- Page text
PGPASSWORD=helios psql -h localhost -p 15400 -U helios -d heliosdb -c \
"INSERT INTO twr_test (id, data) VALUES (1, 'test data')"
# Verify on primary
PGPASSWORD=helios psql -h localhost -p 15432 -U helios -d heliosdb -c \
"SELECT * FROM twr_test"
# Verify replication to standby
PGPASSWORD=helios psql -h localhost -p 15442 -U helios -d heliosdb -c \
"SELECT * FROM twr_test"

- Supplied data

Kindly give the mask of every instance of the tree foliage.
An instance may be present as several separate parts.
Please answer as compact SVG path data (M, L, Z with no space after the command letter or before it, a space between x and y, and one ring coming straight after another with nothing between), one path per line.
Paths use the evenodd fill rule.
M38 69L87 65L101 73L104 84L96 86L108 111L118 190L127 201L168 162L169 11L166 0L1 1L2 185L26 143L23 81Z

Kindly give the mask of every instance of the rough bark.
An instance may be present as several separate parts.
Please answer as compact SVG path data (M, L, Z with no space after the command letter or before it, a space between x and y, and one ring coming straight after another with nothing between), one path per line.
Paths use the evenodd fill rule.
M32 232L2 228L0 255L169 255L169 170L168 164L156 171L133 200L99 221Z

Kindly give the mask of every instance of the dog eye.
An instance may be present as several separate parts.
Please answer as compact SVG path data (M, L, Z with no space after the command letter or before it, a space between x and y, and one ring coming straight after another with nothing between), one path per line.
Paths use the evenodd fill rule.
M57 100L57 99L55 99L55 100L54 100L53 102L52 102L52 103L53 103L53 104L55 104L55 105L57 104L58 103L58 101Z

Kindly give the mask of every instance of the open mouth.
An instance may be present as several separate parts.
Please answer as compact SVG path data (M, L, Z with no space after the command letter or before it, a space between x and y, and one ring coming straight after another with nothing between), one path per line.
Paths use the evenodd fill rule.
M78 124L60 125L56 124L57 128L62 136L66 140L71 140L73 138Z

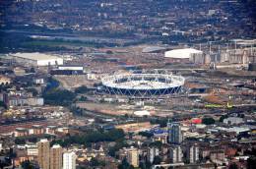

- List of tasks
[a] In the psql replication test commands, which port is queried to check replication to the standby?
[b] Resume the psql replication test commands after their last line.
The records have no connection to the psql replication test commands.

- Results of the tasks
[a] Port 15442.

[b]
Write Timeout During Failover¶
When the primary is unavailable, writes wait up to write_timeout_secs:
CLIENT PROXY NODES
│ │ │
│ INSERT INTO... │ │
│────────────────────────►│ │
│ │ select_primary_with_timeout │
│ │──────────────────────────────│
│ │ Primary healthy? NO │
│ │ │
│ │ ┌──────────────────────┐ │
│ │ │ WAIT LOOP (30s max) │ │
│ │ │ │ │
│ (waiting...) │ │ Sleep 500ms │ │
│ │ │ Check health │ │
│ │ │ Primary back? YES │ │
│ │ └──────────────────────┘ │
│ │ │
│ │────────────────────────────►│ PRIMARY
│ OK (after N seconds) │◄────────────────────────────│
│◄────────────────────────│ │
Part 4: Transparent Read Routing (TRR)¶
TRR distributes read queries across all healthy nodes for load balancing.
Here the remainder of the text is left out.